* [GIVEN EXERCISE] Copy the lines below word for word, leaving out the pictures.

* [INFORMATION PROVIDED]
▽
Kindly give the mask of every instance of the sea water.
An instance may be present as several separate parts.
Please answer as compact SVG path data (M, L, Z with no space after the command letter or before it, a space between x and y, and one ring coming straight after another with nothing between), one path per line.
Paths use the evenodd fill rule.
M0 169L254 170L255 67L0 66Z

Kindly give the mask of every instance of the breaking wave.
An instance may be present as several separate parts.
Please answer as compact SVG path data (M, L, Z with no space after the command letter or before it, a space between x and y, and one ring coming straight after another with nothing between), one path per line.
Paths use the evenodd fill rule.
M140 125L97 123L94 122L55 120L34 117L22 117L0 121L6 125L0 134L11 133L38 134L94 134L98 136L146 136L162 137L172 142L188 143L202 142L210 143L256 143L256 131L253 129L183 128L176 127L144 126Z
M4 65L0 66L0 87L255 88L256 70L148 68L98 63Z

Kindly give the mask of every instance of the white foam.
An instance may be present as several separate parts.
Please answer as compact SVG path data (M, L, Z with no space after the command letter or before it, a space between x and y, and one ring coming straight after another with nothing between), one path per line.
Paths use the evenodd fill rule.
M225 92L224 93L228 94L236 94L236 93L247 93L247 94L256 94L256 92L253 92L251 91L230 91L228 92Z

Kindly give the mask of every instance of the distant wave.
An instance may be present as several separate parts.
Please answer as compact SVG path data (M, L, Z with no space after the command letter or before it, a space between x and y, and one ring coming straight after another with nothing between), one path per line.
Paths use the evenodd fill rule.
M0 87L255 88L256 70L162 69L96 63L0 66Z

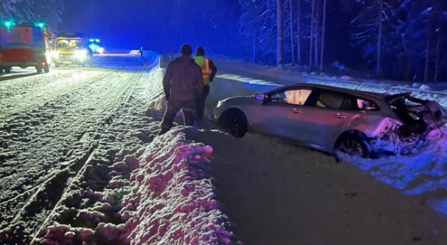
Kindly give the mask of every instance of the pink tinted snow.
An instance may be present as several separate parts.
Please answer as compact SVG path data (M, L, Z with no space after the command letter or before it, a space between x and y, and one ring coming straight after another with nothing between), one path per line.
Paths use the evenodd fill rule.
M120 212L131 244L240 244L216 200L209 159L213 149L188 142L185 130L155 138L135 159L139 167L131 176L131 191ZM124 161L136 162L129 160Z

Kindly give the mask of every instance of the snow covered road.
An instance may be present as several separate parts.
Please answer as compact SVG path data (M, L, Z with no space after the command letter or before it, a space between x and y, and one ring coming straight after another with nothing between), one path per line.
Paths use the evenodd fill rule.
M163 72L135 60L0 82L0 240L29 242L87 162L141 144Z

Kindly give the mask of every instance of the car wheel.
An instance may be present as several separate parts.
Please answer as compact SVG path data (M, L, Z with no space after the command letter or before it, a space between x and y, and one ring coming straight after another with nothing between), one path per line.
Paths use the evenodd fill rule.
M356 137L346 137L340 140L336 150L350 156L364 158L369 157L370 152L366 143Z
M225 131L237 138L244 137L247 131L247 118L240 111L226 113L221 124Z

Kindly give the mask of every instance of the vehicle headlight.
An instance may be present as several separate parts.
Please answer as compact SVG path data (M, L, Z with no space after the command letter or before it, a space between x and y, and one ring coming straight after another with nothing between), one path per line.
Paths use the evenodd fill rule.
M59 51L51 51L51 57L58 58L59 57L59 54L60 54Z
M79 59L84 59L87 56L87 50L83 49L82 50L77 50L74 52L74 57Z
M217 101L217 106L216 107L221 107L224 104L225 104L225 102L222 100L219 100L218 101Z

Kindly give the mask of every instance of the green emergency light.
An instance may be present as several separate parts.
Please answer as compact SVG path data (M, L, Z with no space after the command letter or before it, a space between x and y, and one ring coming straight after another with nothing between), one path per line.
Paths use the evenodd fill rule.
M7 28L10 28L15 25L15 23L13 21L7 21L3 22L3 25L6 27Z
M34 26L36 27L40 27L41 28L43 28L45 27L45 22L36 22L34 24Z

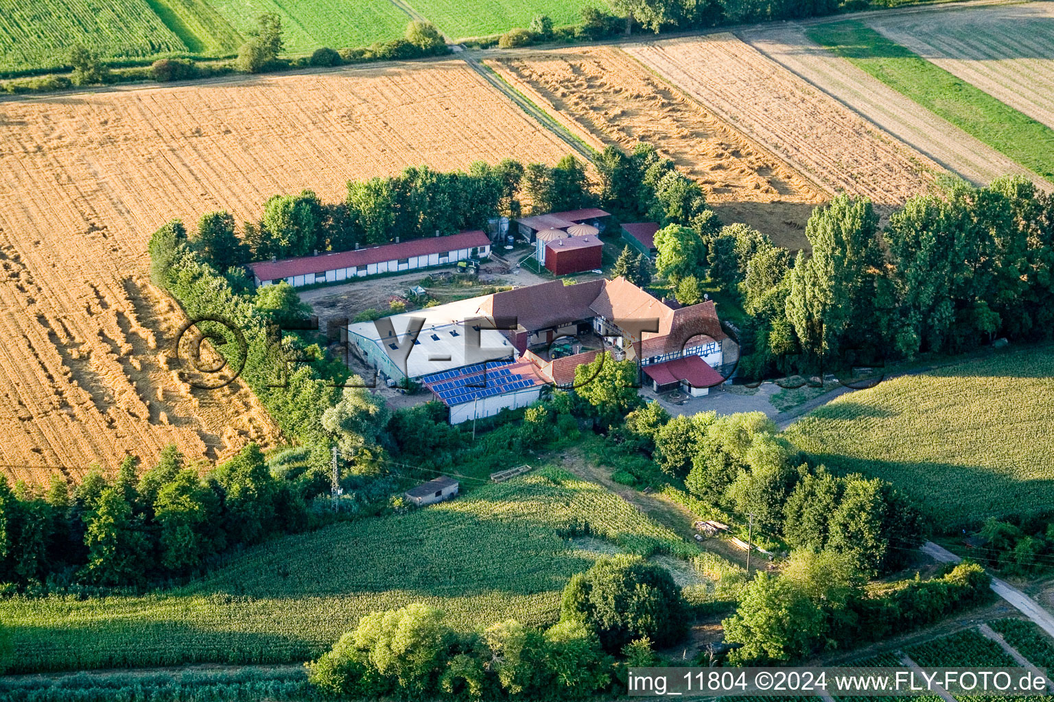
△
* [RESULT FOR THIS EXERCISE]
Kindly give the mask of every instance of the sea water.
An instance may be present as several separate parts.
Please answer as compact SVG path data (M, L, Z with no space after the command letter or before it, a space between x and y, and one ring coming straight after another with nothing between), one path per line.
Paths use the evenodd fill rule.
M0 169L254 170L255 67L0 66Z

Kindly give the mask of every instance of the breaking wave.
An instance may be present as several separate parts.
Please answer as compact SVG path data (M, L, Z with no space after the command letter or before it, a space between x and y, and one ring coming straight after another with nothing between), one path per line.
Paths use the evenodd fill rule.
M140 125L97 123L94 122L55 120L34 117L22 117L0 121L6 125L0 134L11 133L38 134L94 134L98 136L146 136L162 137L172 142L188 143L202 142L210 143L256 143L256 131L253 129L183 128L176 127L144 126Z
M4 65L0 66L0 87L255 88L256 70L148 68L98 63Z

Kindly give the mask of every instance of the white foam.
An instance may be present as several separate parts.
Please answer as compact SVG path data (M, L, Z with no space after the command letter or before it, a space between x and y, and one ring coming straight after another with nothing between), one path per line.
Paths use the evenodd fill rule.
M225 92L224 93L228 94L236 94L236 93L247 93L247 94L256 94L256 92L253 92L251 91L230 91L228 92Z

Kindly give the mask of every instance of the distant wave.
An instance may be present as several separate parts.
Please answer as compact SVG path data (M, L, Z with no space after the command letter or before it, a space between x and y, and one ring coming straight after another with nothing between), one path per line.
Paths use the evenodd fill rule.
M0 87L255 88L256 70L162 69L96 63L0 66Z

Kindly give the mask of every instance of the pink tinted snow.
An instance may be present as several separate parts.
Please answer as compact SVG path data (M, L, Z with no space after the command letter or before it, a space between x and y, and one ring coming straight after another with nothing between), one path per line.
Paths use the evenodd fill rule.
M120 212L131 244L240 244L216 200L209 159L213 149L188 142L185 130L155 138L135 159L139 167L131 176L131 191ZM124 161L136 162L129 160Z

Kindly give the mask of every instance of the snow covered road.
An instance may be present as several separate parts.
Please answer as compact SVG path data (M, L, Z with no space after the command letter or before it, a space between x and y, and one ring coming straight after another with nothing between), one path per line.
Paths use the evenodd fill rule.
M163 72L135 60L0 82L0 240L29 242L87 162L141 144Z

Kindly give the mask of every instance of the car wheel.
An instance may be present as several separate parts.
Please answer as compact SVG path data (M, L, Z with no space after the command letter or before it, a space between x and y, and one ring coming straight after another with nothing between), one path per line.
Paths use the evenodd fill rule.
M356 137L346 137L340 140L336 150L350 156L364 158L369 157L370 152L366 143Z
M225 131L237 138L244 137L247 131L247 118L240 111L226 113L221 124Z

Kindly give the mask of every instance of the vehicle headlight.
An instance may be present as several separate parts.
Please answer as compact SVG path data (M, L, Z with no space after the command letter or before it, a space between x and y, and one ring coming straight after another with nothing between), one path per line.
Paths use the evenodd fill rule.
M59 51L51 51L51 57L58 58L59 57L59 54L60 54Z
M79 59L84 59L87 56L87 50L83 49L82 50L77 50L74 52L74 57Z
M217 101L217 106L216 107L221 107L224 104L225 104L225 102L222 100L219 100L218 101Z

Kindly give the mask of every instance of the green emergency light.
An instance may be present as several separate parts.
Please answer as compact SVG path data (M, L, Z with no space after the command letter or before it, a space between x and y, and one ring coming straight after another with nothing between), one path per line.
Paths use the evenodd fill rule.
M7 28L10 28L15 25L15 23L13 21L7 21L3 22L3 25L6 27Z
M34 26L36 27L40 27L41 28L43 28L45 27L45 22L36 22L34 24Z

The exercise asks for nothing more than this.